## WRITTEN INSTRUCTION 1
In the blog entry about leaving Los Angeles, replace "retirement" with "hiatus" and give the passage between "Why am I coming" and "Let freedom ring.", inclusive.

Thursday, February 19, 2004

Adieu L.A.

This weekend I take my leave of the City of Angels and strike out for the City of...Franciscos. I'm coming out of retirement and going back into Visual Effects. No longer will every night be a Friday night, and everyday a Saturday; no longer will I be able to drive downtown for my Chano's fix; no longer will I be retireded. I have 2 days to pack everything I'll need for the next two months and then I'm off. It's a rather sudden decision, I know, but some of life's best adventures often result from spur-of-the-moment choices such as this. I wish I had time for a Coming-Out-Of-Retirement Party. Perhaps I'll just wait the two months until I retire once more, returning triumphantly to Hollywood in my grand chariot ('92 Honda Accord) and have an even bigger bacchanal then. It will be a true occasion for rejoicing, and rejoicings call for drunken orgies, do they not?

Why am I coming out of retirement? Because the circle is not yet complete. When I was a senior in the Film program at Berkeley I applied for an internship at Industrial Light + Magic, George Lucas' effects company in San Rafael. I didn't get it, and I ended up interning as a storyboard artist for an independent film studio in SF. At the time I had no idea that a career in the VFX industry awaited me post-graduation. Now, almost ten years later, I'm going back up north to work for the first studio to which I ever applied. This cycle of my life will have reached its denouement. The epilogue will echo the prologue, and I will be finished with visual effects, poetically speaking. Then I can cast off the shackles of digital artistry forever and the real retirement shall begin. Let freedom ring.

Tuesday, February 17, 2004

Why I'm not working

"They deem me mad because I will not
sell my days for gold;
And I deem them mad because they
think my days have a price."

"How narrow is the vision that exalts
the busyness of the ant above the singing
of the grasshopper."

"When my cup is empty I resign myself
to its emptiness; but when it is half full
I resent its half-fulness."

"How can you sing if your mouth be
filled with food?
"How shall your hand be raised in bless-
ing if it is filled with gold?"

~Kahlil Gibran

Monday, February 09, 2004

Press the Meet

I'm in a very good mood due to transcripts of Bush's appearance on Meet the Press yesterday. It's good to know that Junior's command of the English language is as scandalously weak as ever. This exchange (cut and pasted from The Washington Post) is my favorite:

Russert: "You said ‘the Iraqi regime is a threat of unique urgency, Saddam Hussein is a threat that we must deal with as quickly as possible.' You gave the clear sense that this was an immediate threat that must be dealt with."

## WRITTEN INSTRUCTION 2
From the rows below, put the lines between the line holding "Mark every instance of the ceiling fan blade" and the line holding "<point>922,525</point>", inclusive, into a Markdown table with the columns No. and Line, leaving out blank lines. Give only that table.

## DATASET CONTENT
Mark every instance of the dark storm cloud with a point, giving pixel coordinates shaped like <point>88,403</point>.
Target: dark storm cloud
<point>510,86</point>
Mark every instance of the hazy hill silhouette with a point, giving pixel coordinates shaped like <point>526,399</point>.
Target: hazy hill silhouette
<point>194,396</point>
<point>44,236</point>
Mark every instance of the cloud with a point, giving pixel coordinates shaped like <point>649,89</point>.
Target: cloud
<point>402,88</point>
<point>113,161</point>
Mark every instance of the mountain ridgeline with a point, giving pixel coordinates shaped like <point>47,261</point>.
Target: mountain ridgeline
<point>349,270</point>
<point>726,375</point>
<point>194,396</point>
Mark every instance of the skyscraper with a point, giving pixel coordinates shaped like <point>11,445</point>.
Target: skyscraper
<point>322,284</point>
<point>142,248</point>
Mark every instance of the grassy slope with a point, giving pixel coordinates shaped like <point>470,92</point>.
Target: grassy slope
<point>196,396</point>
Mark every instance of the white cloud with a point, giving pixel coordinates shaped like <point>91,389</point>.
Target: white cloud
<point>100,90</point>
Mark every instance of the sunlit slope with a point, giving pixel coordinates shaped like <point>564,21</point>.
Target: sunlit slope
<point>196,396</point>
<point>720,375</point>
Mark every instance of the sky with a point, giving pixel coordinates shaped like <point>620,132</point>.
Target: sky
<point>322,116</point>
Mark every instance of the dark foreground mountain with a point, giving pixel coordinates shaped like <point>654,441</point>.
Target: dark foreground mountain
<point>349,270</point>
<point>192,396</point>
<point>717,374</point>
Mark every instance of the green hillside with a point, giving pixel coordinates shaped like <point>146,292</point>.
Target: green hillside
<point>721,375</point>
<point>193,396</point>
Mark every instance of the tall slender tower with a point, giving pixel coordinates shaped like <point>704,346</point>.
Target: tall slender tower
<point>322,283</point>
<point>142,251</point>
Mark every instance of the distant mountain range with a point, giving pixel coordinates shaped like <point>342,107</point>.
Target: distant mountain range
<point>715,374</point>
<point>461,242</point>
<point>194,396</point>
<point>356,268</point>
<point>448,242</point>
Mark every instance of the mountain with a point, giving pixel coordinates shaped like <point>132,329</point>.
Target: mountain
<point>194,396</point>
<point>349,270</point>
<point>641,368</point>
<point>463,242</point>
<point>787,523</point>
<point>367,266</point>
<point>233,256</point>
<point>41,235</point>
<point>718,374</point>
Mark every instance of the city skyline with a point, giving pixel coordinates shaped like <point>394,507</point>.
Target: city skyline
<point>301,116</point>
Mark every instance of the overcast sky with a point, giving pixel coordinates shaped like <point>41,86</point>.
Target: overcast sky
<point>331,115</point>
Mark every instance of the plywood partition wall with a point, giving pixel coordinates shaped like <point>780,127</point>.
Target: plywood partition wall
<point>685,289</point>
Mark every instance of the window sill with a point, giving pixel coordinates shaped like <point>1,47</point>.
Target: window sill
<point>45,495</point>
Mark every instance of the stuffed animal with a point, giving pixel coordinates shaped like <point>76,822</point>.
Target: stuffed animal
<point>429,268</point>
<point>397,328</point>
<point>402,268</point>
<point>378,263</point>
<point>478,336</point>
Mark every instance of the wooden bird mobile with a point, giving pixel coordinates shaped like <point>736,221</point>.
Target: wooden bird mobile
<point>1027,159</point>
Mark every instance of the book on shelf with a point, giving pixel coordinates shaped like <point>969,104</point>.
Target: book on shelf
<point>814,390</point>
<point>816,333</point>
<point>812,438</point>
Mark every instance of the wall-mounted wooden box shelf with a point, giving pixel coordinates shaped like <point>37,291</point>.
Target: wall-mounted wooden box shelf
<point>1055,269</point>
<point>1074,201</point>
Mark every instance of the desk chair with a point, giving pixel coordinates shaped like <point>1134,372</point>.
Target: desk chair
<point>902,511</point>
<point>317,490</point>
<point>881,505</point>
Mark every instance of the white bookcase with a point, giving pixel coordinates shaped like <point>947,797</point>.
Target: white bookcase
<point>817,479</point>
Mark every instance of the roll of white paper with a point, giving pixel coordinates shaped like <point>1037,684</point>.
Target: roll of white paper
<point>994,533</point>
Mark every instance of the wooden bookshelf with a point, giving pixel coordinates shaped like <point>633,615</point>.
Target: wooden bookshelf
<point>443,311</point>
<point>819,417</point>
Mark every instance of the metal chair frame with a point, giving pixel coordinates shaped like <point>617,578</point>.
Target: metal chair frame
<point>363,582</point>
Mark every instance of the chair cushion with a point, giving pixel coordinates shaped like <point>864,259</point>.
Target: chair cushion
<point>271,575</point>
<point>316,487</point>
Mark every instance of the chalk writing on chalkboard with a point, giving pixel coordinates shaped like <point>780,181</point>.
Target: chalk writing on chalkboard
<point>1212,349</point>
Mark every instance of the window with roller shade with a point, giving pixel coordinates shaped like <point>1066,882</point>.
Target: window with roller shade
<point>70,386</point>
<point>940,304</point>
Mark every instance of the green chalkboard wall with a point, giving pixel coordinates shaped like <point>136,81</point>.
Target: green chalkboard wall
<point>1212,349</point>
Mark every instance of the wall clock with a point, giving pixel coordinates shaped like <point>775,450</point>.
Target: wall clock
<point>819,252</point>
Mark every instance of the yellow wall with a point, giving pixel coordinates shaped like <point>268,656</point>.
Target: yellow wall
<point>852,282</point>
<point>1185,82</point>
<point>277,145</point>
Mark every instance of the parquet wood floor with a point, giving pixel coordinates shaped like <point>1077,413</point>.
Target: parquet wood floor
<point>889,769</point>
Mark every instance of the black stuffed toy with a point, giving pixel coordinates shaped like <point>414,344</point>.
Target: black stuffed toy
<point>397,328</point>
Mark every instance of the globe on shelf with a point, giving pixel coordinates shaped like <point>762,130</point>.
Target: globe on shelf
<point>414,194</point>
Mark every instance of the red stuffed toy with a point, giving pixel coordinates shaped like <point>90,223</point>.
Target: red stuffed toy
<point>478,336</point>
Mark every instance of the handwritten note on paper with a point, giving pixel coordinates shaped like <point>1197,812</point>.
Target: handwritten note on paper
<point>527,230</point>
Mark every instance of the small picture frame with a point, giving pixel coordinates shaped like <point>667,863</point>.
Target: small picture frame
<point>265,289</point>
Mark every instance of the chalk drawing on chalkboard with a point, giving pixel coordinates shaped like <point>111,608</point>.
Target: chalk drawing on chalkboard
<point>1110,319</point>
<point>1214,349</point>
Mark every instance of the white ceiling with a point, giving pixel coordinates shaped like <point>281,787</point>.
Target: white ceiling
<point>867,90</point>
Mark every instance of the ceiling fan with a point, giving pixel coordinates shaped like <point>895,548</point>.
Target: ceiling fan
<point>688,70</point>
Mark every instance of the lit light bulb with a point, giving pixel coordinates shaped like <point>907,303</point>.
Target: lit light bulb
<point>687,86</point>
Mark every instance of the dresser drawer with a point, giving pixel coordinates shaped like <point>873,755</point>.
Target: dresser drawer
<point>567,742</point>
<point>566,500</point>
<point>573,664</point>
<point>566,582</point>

...

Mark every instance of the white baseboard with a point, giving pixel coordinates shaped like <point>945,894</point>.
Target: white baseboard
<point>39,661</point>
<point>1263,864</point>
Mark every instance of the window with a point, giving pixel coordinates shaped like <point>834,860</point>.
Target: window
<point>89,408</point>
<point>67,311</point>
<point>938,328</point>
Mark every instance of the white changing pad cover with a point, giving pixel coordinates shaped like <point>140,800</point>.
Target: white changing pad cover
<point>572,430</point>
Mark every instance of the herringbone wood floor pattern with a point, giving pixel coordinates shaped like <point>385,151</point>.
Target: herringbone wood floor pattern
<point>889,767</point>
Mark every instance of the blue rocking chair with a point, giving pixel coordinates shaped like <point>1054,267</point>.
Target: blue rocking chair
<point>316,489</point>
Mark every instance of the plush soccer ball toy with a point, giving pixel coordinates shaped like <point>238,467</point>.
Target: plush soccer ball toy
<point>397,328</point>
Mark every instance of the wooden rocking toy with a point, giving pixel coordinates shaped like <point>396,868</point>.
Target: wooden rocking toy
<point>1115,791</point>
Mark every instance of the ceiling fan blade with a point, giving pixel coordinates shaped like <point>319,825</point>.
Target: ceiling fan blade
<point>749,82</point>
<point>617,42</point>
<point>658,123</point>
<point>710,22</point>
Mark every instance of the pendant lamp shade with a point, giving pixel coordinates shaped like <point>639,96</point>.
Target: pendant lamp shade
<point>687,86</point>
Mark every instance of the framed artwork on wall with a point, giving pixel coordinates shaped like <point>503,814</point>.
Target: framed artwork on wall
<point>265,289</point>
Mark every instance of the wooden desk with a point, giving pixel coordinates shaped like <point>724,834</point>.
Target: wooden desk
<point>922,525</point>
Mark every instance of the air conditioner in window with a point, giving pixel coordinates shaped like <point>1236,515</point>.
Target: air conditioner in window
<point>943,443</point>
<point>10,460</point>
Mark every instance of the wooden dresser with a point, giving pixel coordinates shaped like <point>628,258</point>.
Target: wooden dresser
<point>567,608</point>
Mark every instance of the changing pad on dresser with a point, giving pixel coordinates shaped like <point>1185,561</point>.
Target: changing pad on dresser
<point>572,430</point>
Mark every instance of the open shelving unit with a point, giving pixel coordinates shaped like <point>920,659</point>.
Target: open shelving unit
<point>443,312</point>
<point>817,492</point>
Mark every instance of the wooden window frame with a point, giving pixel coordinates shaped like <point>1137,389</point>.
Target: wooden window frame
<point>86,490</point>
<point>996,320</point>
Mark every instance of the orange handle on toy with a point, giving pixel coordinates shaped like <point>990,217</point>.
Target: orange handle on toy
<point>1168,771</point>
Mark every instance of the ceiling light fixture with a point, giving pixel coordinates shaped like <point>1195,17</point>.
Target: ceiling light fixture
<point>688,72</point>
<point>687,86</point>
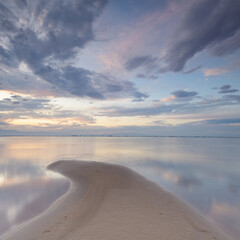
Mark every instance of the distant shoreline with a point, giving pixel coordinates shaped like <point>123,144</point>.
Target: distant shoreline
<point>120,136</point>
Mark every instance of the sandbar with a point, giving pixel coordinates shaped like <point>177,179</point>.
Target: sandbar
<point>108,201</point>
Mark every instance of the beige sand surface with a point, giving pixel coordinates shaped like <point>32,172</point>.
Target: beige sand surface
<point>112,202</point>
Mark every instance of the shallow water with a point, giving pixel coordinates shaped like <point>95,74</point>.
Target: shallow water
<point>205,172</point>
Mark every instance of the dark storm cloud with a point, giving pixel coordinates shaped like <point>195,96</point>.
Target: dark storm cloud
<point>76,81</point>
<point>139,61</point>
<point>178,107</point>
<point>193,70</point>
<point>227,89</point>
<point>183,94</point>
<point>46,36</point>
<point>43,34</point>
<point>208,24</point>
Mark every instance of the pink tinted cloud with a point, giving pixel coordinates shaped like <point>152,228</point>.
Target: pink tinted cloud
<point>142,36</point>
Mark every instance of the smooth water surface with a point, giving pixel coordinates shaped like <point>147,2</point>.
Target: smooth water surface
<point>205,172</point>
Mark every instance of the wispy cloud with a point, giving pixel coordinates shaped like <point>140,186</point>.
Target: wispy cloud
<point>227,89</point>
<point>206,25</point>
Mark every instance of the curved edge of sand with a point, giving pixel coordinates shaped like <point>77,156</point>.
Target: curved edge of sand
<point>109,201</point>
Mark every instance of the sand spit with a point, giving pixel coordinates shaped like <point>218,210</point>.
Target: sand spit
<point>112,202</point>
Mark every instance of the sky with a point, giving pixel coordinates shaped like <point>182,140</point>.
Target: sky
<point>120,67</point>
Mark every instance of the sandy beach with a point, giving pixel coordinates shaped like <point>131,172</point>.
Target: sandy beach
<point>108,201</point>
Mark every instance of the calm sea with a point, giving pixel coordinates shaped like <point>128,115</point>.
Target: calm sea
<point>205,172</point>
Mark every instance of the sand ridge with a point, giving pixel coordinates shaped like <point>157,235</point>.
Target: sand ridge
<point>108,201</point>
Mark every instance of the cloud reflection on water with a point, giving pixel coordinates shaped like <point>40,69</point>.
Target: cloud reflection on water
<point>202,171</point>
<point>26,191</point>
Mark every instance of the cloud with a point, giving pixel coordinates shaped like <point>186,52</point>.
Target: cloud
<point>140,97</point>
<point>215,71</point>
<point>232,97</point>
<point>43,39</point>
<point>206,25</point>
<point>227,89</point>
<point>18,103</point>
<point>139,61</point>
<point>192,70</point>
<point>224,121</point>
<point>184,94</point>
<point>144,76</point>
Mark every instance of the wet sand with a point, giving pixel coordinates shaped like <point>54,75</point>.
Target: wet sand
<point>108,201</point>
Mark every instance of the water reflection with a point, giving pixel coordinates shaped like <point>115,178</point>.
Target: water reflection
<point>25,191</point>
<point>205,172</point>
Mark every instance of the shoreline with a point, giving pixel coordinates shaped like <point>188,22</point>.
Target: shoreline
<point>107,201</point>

## TASK ANSWER 1
Why am I coming out of hiatus? Because the circle is not yet complete. When I was a senior in the Film program at Berkeley I applied for an internship at Industrial Light + Magic, George Lucas' effects company in San Rafael. I didn't get it, and I ended up interning as a storyboard artist for an independent film studio in SF. At the time I had no idea that a career in the VFX industry awaited me post-graduation. Now, almost ten years later, I'm going back up north to work for the first studio to which I ever applied. This cycle of my life will have reached its denouement. The epilogue will echo the prologue, and I will be finished with visual effects, poetically speaking. Then I can cast off the shackles of digital artistry forever and the real hiatus shall begin. Let freedom ring.

## TASK ANSWER 2
| No. | Line |
|---|---|
| 1 | Mark every instance of the ceiling fan blade with a point, giving pixel coordinates shaped like <point>319,825</point>. |
| 2 | Target: ceiling fan blade |
| 3 | <point>749,82</point> |
| 4 | <point>617,42</point> |
| 5 | <point>658,123</point> |
| 6 | <point>710,22</point> |
| 7 | Mark every instance of the pendant lamp shade with a point, giving pixel coordinates shaped like <point>639,96</point>. |
| 8 | Target: pendant lamp shade |
| 9 | <point>687,86</point> |
| 10 | Mark every instance of the framed artwork on wall with a point, giving pixel coordinates shaped like <point>503,814</point>. |
| 11 | Target: framed artwork on wall |
| 12 | <point>265,289</point> |
| 13 | Mark every instance of the wooden desk with a point, giving pixel coordinates shaped like <point>724,834</point>. |
| 14 | Target: wooden desk |
| 15 | <point>922,525</point> |